Source material:
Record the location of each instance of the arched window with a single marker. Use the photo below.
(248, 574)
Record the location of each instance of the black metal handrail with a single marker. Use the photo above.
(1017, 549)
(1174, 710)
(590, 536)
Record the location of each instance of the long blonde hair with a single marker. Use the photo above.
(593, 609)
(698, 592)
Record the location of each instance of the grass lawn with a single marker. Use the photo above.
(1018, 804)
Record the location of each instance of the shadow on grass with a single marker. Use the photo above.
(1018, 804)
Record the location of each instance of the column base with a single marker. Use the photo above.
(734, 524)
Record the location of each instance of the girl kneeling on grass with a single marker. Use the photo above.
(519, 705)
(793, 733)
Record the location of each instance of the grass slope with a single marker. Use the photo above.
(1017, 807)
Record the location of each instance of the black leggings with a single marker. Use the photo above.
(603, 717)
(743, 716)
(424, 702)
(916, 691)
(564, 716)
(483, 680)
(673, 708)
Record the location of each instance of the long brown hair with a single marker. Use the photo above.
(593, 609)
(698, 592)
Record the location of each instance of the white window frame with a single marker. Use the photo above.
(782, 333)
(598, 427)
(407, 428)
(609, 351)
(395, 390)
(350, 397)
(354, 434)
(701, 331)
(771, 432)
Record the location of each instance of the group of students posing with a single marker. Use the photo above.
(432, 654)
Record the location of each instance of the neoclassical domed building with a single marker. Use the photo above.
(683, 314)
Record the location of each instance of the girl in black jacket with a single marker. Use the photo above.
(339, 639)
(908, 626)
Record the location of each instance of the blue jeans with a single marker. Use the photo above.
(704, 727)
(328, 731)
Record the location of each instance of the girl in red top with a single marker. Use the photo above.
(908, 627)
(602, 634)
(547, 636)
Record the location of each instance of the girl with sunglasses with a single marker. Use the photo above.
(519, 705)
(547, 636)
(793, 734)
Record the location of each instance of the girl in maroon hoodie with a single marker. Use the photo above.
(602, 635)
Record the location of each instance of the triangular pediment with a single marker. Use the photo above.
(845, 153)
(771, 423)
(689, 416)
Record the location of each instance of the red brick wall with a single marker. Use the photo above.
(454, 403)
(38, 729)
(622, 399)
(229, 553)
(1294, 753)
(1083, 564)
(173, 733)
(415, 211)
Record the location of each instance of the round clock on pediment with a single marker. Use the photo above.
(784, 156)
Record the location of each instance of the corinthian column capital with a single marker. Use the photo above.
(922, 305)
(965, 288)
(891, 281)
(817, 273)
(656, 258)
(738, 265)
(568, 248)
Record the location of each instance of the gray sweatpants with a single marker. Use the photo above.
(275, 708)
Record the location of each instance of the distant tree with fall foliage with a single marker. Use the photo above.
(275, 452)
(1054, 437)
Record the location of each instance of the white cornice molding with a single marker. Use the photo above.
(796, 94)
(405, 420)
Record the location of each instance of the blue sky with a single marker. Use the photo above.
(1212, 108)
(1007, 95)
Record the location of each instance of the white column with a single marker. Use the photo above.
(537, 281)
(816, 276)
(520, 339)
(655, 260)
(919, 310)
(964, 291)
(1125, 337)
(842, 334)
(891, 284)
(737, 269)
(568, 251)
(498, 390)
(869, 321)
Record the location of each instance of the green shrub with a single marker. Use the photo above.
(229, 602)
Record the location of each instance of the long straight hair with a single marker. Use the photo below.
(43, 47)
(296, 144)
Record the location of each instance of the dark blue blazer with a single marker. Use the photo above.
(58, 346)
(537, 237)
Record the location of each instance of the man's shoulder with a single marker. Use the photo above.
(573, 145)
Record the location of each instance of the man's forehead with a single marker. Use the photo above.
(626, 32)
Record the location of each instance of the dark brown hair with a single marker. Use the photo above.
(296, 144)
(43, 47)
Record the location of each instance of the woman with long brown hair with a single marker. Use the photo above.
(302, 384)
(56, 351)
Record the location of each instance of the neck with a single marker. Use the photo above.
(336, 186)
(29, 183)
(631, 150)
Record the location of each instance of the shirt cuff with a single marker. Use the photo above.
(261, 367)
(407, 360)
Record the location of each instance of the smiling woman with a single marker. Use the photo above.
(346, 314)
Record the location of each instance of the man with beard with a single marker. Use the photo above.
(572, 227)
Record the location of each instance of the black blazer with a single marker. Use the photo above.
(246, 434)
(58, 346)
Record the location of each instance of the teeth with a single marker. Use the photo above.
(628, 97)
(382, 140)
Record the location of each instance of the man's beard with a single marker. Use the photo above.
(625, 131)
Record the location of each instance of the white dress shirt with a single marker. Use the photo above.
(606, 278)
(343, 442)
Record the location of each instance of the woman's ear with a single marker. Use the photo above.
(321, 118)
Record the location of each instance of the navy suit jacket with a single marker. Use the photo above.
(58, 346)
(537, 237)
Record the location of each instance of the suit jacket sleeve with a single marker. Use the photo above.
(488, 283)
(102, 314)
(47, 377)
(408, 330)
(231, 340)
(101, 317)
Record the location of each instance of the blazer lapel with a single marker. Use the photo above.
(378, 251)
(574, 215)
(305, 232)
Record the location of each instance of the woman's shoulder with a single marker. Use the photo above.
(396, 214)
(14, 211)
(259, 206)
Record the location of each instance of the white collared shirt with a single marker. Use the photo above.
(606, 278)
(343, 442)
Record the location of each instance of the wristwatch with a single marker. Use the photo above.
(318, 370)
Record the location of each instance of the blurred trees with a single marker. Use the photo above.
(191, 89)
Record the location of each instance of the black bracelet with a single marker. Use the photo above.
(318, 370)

Problem description: Output every record above exactly as it appears.

Task answer:
Record the location of each instance of the arched window with a single marker. Use the photo below.
(248, 574)
Record the location of each instance of the black metal handrail with a single marker. Use the photo above.
(1017, 549)
(1174, 710)
(590, 536)
Record the location of each instance of the long blonde hair with a single marker. Use the photo above.
(593, 609)
(698, 592)
Record the location of each instance of the grass lawn with a single marker. Use the photo above.
(1018, 804)
Record the location of each instance of the shadow on grass with a single marker. Use the photo above.
(1018, 804)
Record the location of each instance of the column base with a single marker. Use the photo above.
(734, 524)
Record the location of each instance of the girl kneeling on grass with a single marker. Use the photo above.
(519, 705)
(793, 733)
Record the location of each instance of the grass slope with a single marker. Use the photo above.
(1017, 807)
Record the location of each instance of the black leggings with a single marker. Use the photo above.
(603, 717)
(743, 716)
(424, 702)
(916, 691)
(564, 716)
(483, 680)
(673, 708)
Record the location of each instance of the long brown hair with a single marker. Use the photo above.
(593, 609)
(698, 592)
Record the location of each instance of the white window frame with a single marker. Use the photo above.
(782, 333)
(598, 427)
(407, 428)
(609, 351)
(395, 390)
(350, 397)
(354, 434)
(701, 331)
(771, 432)
Record the location of each instance of the group of students posing with a single marker. Use the photo above.
(432, 654)
Record the location of each instance of the neoclassical domed building with a single marker. Use the photo above.
(683, 314)
Record the location of each instance of the girl in black jacket with a single marker. Use the photo above.
(339, 639)
(908, 626)
Record the location of each instance of the blue jeans with a single marker. Use the photo above.
(704, 727)
(328, 731)
Record the location of each instance of the girl in red top with a single marker. Use the photo above.
(908, 627)
(602, 634)
(547, 636)
Record the location of each instance of the girl with sunglasses with a single marker. Use the photo above.
(519, 705)
(547, 636)
(793, 734)
Record the location of each instance of the girl in maroon hoodie with a single marker. Use the photo above.
(602, 635)
Record the location of each instance of the triangular pediment with a single marker. Use the photo above.
(845, 153)
(771, 423)
(689, 416)
Record the location of each instance of the red brick wall with a single marker. Use the photo above.
(454, 403)
(38, 729)
(622, 399)
(229, 553)
(1294, 753)
(1083, 564)
(173, 733)
(415, 211)
Record the location of each instance of the round clock on pediment with a single marker. Use the photo above.
(784, 156)
Record the location of each instance of the corinthian column capital with a single marker. Use the photo above.
(922, 305)
(965, 288)
(891, 281)
(817, 273)
(656, 258)
(738, 265)
(568, 248)
Record the location of each instance of the gray sweatpants with a single marker. Use the photo above.
(275, 708)
Record the location of each instance of the distant tree with fall foliage with a single marker. Use the photo above.
(275, 452)
(1054, 437)
Record the location of each instance of the white cornice molding with a single marker. Use the photo above.
(796, 94)
(405, 420)
Record the location of each instance of the blue sky with a single marker. Use the photo above.
(1212, 108)
(1007, 95)
Record the location of each instance of the white column with a single marker. Use the photo above.
(537, 281)
(816, 276)
(520, 339)
(655, 260)
(919, 310)
(964, 291)
(1125, 337)
(842, 334)
(891, 284)
(737, 269)
(568, 251)
(498, 390)
(869, 321)
Record the location of each instance of the green shrub with a single marker. Use the photo above.
(229, 602)
Record the location of each instance of the long straight hair with a single marker. Use the photo below.
(43, 47)
(296, 144)
Record the location of each instance of the dark blue blazer with a single marker. Use the photo above.
(58, 346)
(537, 237)
Record the location of each instance of the man's shoulder with a single marker. Use the photo above.
(573, 145)
Record the location of each instance of the man's forehead with a single marker. Use the photo above.
(626, 32)
Record the location of each instance of the dark brown hair with a single marker. Use the photo above.
(296, 144)
(43, 47)
Record the location of each instance of the woman with long brown hair with a single marker. Use the photo above.
(302, 384)
(56, 351)
Record the location of each instance of the neck with a single marker. Use the photo above.
(336, 186)
(29, 183)
(631, 150)
Record the location of each instance of the shirt cuff with a single marker. Use the photo above.
(261, 367)
(407, 360)
Record the location of each instance of the smiling woman with a single marker. Use the photo above.
(346, 314)
Record the location of each instance of the man with beard with a single marker. Use the photo above.
(572, 227)
Record the location of each instance of the black blazer with a single marker. Use the photo above.
(246, 434)
(58, 346)
Record the location of each instance of the teeth with a single marker. Use the photo above.
(628, 97)
(382, 140)
Record the location of each instance of the man's beard with a single marker. Use the photo above.
(625, 131)
Record the location of each instance of the white dress shirt with a single marker. Use the photo above.
(606, 278)
(343, 442)
Record the location of each instance of the woman's ear with a single marker. Use the photo above.
(321, 118)
Record the location of each instance of the navy suit jacket with a single marker. Use the photo above.
(58, 346)
(537, 237)
Record the location of each instance of the suit jacket sleeve with a single marker. Use the photo above.
(488, 283)
(102, 314)
(47, 377)
(408, 330)
(231, 340)
(101, 317)
Record the location of each instance of the blazer lapel with a single marker. Use the photo above.
(378, 251)
(574, 215)
(305, 232)
Record the location of each instance of the woman's shoulder with a single marker. Use the photo above.
(396, 214)
(14, 211)
(259, 206)
Record the location of each instance of the white collared shirt with a single marker. Use the photo above.
(606, 278)
(343, 442)
Record the location of each instance of the wristwatch with a single marker. Use the photo above.
(318, 370)
Record the location of each instance of the blurred trees with a single marker. Use the photo above.
(191, 89)
Record the location of each instance of the black bracelet with a single marker. Use the photo above.
(318, 370)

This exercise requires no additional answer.